__AIM OF THE EXERCISE__.
Where a line in the material beneath contains "panel", count it. Give the number only.

__SOURCE MATERIAL__.
--------------------------------

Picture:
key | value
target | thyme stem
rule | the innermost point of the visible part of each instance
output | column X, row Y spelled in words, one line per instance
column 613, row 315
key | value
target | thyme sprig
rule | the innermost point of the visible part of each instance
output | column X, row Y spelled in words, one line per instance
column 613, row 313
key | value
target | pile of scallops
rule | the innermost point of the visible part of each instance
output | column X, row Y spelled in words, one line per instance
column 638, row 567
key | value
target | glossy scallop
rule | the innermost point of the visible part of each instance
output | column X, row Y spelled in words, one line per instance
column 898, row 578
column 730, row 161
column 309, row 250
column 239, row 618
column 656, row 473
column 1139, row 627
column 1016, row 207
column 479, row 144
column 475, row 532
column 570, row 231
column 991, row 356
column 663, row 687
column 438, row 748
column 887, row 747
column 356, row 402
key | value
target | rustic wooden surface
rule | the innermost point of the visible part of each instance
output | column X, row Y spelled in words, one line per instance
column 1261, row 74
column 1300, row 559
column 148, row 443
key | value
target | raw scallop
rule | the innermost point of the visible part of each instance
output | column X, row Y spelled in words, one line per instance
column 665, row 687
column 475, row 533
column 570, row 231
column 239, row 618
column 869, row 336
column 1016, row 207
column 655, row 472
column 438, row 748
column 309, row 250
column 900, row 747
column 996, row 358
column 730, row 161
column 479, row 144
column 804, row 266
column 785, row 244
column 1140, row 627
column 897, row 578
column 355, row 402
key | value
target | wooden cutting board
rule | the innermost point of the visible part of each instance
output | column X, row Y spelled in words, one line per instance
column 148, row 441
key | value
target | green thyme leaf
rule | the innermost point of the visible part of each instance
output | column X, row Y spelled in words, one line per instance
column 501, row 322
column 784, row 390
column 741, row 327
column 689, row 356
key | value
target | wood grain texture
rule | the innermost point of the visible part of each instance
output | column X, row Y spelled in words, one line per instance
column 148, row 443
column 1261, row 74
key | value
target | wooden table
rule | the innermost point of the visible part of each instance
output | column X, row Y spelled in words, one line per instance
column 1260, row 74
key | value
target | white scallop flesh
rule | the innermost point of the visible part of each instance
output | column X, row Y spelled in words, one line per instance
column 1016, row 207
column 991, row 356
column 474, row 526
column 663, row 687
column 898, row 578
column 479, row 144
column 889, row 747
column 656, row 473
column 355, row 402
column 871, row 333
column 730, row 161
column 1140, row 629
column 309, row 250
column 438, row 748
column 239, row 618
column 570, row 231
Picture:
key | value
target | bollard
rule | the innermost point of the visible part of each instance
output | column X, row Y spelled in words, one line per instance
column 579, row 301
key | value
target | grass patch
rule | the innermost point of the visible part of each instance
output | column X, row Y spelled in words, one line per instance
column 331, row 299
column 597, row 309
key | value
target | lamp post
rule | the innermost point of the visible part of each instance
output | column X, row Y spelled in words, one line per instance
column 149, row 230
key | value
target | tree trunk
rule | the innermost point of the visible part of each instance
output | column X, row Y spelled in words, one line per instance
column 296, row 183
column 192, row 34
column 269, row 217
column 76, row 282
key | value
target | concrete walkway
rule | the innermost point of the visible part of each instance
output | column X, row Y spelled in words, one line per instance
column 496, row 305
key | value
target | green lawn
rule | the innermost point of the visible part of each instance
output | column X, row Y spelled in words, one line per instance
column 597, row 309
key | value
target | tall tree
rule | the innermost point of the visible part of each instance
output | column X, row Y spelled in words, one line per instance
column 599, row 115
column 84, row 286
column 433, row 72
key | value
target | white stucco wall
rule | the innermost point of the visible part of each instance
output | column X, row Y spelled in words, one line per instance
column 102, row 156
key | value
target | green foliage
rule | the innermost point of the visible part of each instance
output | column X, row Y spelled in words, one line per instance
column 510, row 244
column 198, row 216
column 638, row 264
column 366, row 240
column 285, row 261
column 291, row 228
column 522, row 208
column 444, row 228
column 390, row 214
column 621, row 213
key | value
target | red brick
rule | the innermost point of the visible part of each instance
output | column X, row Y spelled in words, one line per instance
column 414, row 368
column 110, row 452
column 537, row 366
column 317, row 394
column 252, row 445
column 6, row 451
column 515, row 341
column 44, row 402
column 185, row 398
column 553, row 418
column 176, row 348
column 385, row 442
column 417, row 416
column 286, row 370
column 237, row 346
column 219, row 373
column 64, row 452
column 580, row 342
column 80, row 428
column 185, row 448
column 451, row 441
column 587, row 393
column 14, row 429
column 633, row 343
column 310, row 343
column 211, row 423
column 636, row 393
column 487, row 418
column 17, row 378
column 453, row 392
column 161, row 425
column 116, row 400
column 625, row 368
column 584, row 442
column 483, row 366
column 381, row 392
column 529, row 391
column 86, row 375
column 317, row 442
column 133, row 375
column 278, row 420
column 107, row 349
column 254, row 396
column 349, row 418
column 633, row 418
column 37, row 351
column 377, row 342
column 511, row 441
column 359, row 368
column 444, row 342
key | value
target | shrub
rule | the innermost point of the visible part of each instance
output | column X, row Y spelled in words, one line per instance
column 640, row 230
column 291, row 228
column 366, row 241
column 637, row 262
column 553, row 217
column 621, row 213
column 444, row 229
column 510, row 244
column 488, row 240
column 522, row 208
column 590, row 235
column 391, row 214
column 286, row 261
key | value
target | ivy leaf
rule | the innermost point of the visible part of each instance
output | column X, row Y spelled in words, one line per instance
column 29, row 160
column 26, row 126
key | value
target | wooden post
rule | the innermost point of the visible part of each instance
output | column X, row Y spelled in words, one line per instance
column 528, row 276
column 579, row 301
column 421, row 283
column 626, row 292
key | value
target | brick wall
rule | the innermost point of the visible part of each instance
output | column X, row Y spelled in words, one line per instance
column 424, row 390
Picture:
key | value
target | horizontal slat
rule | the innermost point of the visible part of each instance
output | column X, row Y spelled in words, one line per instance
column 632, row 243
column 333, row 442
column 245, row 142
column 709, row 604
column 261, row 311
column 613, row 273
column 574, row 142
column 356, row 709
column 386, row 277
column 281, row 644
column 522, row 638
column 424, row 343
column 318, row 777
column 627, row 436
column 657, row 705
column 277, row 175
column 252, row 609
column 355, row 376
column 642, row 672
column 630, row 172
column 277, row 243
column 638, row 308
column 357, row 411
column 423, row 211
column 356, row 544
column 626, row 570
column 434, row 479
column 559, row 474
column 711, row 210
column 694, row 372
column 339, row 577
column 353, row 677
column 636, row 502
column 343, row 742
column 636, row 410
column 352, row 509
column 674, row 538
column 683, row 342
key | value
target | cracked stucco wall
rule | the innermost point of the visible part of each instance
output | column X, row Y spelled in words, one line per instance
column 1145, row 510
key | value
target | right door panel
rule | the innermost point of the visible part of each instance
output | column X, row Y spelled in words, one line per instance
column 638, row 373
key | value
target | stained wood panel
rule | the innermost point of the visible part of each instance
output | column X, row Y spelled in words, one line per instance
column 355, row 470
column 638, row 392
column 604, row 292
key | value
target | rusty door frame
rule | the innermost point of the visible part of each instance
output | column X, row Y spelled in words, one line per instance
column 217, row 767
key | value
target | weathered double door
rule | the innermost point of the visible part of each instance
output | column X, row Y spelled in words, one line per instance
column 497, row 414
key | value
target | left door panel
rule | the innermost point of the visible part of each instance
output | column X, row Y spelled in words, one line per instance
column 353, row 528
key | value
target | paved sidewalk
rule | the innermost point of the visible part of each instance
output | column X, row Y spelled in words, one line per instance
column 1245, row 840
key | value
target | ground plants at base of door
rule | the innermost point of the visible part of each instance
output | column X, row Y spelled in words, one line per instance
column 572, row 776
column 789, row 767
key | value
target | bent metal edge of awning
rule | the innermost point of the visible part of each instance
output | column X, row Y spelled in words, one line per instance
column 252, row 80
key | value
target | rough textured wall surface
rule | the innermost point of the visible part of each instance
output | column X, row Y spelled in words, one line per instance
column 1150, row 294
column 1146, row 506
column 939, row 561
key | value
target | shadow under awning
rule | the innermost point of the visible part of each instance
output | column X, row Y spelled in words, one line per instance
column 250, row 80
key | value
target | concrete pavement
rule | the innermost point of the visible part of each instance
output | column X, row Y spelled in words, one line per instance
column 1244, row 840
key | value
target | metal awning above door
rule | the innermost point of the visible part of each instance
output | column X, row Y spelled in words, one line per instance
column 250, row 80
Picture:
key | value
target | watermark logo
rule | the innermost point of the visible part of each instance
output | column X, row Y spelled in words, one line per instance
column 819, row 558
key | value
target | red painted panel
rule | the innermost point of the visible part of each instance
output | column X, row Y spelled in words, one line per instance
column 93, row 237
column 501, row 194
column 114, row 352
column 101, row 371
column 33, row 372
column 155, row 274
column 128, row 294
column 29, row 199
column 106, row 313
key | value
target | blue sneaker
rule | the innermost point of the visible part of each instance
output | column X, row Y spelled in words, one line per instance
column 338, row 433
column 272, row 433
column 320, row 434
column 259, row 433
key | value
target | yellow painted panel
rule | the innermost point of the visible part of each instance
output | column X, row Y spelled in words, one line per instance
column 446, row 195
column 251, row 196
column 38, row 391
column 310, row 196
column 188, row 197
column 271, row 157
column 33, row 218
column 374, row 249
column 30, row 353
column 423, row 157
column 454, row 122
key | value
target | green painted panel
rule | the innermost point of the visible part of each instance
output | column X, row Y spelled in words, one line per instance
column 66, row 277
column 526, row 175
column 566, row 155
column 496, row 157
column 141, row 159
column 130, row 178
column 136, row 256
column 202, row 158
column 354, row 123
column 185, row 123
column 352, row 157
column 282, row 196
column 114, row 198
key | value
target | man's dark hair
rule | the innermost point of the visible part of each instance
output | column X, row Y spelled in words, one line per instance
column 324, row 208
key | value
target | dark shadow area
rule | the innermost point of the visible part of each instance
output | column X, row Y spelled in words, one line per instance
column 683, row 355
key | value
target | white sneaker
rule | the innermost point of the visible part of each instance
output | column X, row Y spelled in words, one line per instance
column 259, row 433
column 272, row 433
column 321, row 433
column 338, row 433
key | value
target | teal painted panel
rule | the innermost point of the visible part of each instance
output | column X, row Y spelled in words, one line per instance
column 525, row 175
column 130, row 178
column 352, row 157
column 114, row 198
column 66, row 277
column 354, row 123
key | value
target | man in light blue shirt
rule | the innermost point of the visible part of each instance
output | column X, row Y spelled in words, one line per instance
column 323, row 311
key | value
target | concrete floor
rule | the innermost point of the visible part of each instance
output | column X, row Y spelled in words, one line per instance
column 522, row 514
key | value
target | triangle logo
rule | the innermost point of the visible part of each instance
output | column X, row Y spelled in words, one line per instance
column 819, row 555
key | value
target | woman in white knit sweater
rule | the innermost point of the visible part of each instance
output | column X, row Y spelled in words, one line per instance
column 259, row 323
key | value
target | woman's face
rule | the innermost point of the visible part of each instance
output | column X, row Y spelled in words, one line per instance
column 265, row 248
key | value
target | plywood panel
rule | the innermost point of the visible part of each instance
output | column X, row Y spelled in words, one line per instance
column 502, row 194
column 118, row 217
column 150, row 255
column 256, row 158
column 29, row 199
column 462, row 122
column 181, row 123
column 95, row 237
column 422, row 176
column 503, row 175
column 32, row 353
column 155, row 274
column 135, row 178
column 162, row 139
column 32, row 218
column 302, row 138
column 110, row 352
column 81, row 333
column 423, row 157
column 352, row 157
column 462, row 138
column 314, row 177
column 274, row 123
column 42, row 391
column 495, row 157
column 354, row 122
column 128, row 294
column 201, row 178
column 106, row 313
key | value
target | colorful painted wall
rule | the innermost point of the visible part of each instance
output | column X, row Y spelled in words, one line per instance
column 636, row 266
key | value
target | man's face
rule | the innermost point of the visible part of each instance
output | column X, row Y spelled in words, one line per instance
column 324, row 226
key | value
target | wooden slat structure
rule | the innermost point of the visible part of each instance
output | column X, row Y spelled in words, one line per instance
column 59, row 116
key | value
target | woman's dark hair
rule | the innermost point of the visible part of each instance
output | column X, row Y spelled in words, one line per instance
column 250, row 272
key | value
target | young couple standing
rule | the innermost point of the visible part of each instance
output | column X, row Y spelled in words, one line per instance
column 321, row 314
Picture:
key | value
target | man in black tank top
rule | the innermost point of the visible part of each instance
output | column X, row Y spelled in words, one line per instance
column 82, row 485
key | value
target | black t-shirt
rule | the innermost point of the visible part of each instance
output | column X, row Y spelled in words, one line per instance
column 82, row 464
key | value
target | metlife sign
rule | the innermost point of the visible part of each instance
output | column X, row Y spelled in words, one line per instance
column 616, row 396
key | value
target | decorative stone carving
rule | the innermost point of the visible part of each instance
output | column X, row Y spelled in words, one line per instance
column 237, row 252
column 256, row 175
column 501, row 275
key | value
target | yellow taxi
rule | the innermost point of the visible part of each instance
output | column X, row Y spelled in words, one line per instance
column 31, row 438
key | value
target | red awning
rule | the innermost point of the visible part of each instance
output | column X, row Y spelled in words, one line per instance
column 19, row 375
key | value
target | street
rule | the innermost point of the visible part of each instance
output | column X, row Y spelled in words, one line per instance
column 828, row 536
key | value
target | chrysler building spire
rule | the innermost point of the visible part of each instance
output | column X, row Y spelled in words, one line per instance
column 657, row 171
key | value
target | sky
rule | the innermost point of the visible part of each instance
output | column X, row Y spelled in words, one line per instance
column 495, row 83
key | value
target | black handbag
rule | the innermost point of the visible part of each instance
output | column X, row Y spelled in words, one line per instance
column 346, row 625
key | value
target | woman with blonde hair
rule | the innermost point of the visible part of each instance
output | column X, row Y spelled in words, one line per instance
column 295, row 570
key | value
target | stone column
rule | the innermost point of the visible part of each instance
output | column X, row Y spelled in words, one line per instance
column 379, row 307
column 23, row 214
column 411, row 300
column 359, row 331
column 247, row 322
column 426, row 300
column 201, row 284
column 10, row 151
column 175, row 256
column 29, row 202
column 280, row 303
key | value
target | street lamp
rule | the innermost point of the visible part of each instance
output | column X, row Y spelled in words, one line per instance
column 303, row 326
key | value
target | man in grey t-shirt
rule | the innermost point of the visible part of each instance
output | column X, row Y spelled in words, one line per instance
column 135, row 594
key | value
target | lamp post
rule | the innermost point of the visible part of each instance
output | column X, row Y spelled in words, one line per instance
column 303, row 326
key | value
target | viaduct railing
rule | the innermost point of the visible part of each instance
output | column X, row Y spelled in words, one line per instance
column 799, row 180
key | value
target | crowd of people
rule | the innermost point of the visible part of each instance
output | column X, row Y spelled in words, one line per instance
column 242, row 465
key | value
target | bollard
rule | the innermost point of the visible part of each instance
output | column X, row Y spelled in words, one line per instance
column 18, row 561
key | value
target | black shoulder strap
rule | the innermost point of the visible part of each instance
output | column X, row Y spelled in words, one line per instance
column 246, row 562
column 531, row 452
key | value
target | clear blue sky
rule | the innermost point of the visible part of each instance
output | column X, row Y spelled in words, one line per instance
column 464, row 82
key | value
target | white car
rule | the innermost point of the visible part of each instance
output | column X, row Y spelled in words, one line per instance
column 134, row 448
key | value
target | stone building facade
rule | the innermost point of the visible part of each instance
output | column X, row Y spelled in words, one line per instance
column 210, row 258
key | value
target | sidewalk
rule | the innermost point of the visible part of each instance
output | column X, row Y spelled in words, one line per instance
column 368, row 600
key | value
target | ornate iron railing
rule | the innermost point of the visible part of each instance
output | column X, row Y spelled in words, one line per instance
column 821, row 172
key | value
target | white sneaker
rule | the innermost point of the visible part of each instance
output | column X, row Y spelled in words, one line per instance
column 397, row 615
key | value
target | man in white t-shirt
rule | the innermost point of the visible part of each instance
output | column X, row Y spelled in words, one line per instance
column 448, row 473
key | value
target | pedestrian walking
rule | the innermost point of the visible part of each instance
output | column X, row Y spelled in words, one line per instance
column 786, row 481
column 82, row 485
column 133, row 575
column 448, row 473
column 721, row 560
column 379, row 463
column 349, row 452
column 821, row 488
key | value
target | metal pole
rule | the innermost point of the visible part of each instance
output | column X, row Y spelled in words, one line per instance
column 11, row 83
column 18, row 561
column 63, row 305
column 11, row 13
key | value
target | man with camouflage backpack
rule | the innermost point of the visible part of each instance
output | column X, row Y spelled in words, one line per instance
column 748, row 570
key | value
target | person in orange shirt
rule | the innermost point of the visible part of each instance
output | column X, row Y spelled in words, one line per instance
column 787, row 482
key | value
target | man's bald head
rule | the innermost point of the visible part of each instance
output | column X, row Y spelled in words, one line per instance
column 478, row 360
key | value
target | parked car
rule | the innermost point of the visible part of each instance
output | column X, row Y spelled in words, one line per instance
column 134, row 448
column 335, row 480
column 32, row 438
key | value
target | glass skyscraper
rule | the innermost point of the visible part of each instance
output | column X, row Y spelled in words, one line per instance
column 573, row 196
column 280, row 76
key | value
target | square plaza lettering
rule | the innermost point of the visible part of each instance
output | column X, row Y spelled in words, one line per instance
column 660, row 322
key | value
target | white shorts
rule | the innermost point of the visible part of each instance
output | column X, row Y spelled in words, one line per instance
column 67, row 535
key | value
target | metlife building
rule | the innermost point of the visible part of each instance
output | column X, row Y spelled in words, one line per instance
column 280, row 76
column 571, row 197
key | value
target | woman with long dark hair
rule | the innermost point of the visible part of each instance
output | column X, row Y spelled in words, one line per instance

--------------------------------

__EXERCISE ANSWER__.
8